---------- SUPPLIED DATA ----------

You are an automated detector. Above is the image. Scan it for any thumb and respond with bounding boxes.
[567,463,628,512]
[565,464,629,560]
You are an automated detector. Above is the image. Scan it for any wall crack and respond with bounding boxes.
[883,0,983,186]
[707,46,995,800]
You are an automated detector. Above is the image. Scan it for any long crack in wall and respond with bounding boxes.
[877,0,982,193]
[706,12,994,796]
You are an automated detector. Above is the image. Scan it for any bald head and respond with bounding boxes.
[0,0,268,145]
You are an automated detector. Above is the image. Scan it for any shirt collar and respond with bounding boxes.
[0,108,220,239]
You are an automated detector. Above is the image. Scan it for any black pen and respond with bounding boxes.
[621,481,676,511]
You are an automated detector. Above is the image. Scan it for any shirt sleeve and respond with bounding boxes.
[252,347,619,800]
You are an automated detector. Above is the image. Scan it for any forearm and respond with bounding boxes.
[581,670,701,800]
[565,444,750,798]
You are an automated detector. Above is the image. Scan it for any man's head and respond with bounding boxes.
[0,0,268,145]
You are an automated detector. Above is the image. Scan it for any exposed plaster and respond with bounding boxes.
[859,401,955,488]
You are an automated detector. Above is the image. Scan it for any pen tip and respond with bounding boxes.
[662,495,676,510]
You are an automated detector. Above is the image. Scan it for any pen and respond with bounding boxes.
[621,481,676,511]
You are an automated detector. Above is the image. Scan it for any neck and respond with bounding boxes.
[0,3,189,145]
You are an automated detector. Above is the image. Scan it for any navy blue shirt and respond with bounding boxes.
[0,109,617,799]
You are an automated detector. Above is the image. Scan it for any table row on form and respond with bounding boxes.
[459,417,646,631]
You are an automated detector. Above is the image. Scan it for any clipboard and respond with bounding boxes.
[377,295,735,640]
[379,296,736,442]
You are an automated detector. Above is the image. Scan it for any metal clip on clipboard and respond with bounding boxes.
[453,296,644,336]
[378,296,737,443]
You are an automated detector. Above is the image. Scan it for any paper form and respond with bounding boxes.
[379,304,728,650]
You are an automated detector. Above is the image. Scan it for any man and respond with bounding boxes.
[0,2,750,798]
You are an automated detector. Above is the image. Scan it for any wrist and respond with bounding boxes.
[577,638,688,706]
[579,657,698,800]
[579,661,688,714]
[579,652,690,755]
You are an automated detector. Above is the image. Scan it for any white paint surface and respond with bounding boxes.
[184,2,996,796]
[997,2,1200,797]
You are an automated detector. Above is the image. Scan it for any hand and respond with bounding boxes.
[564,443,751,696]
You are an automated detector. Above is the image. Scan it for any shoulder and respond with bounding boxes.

----------

**YOUR OBJECTIVE**: Repeat every line of the records above exactly.

**REPLY TO THE EXERCISE**:
You are an automated detector. Above is the image. Scan it for any thumb and respond with bounding boxes.
[567,463,628,512]
[565,464,629,560]
You are an automated detector. Above is the image. Scan it for any wall crack and respond with bounding boxes.
[883,0,983,186]
[707,46,995,800]
You are an automated detector. Above is the image. Scan it for any long crack in wall and respond with bounding boxes.
[877,0,982,193]
[706,12,994,796]
You are an automated detector. Above is the image. Scan it for any bald head and respond with bounding boxes.
[0,0,268,145]
You are an automated detector. Above is the image. Scan it for any shirt collar and respond with bounding boxes.
[0,108,220,239]
You are an automated detector. Above is the image. Scan it for any black pen and respond with bounding boxes.
[621,481,676,511]
You are an automated detector. Above is the image. Scan it for any shirt sleeve and respond with bounding boxes.
[252,347,619,800]
You are an automated detector. Above is the image. Scan it for any forearm and respond with bounding boxes.
[581,670,701,800]
[565,444,750,798]
You are an automated detector. Above is the image. Scan it for any man's head and respond with bounding boxes.
[0,0,268,145]
You are an automated detector. Above is the image. Scan it for any exposed plaster and respond with bounding boxes.
[859,401,955,488]
You are an automated detector. Above is the image. Scan it for any pen tip and respond with bounding boxes.
[662,495,676,510]
You are an automated detector. Above is the image. Scan it for any pen and respond with bounding boxes.
[621,481,676,511]
You are an automated detector. Above is the image. Scan it for any neck and respond with bounding boxes.
[0,3,189,145]
You are an automated detector. Above is the image. Scan it for any navy blue shirt and respond with bounding boxes.
[0,109,617,799]
You are an automated detector. Above is the image. Scan it for any table row on form and respond with bounding boxes.
[459,417,646,631]
You are an automated detector. Above is the image. Scan it for any clipboard and respond with bounding boxes.
[377,295,735,640]
[379,296,736,442]
You are an automated detector. Above is the image. Scan it for any metal clip on clipboard and respond with bounding boxes.
[453,296,644,336]
[378,296,737,443]
You are an automated detector. Above is the image. Scan it for any paper form and respond with bounding boxes.
[379,304,728,650]
You are an automated detector. Above is the image. Scan it for any man and respond with bounding boxes.
[0,2,750,798]
You are an automated detector. Above is the image. Scan it for any wrist and respond with bounding boxes.
[577,638,688,706]
[579,657,698,800]
[579,661,688,714]
[579,652,690,755]
You are an automated detector. Above is the image. Scan it for any white paint surface and respond with bounding boxes.
[184,2,996,796]
[997,2,1200,797]
You are an automated detector. Above is the image. Scan it for any hand and respond with bounding boxes.
[564,443,751,696]
You are an automated detector. Above is the image. Scan it for any shoulder and respond with bounding boxes.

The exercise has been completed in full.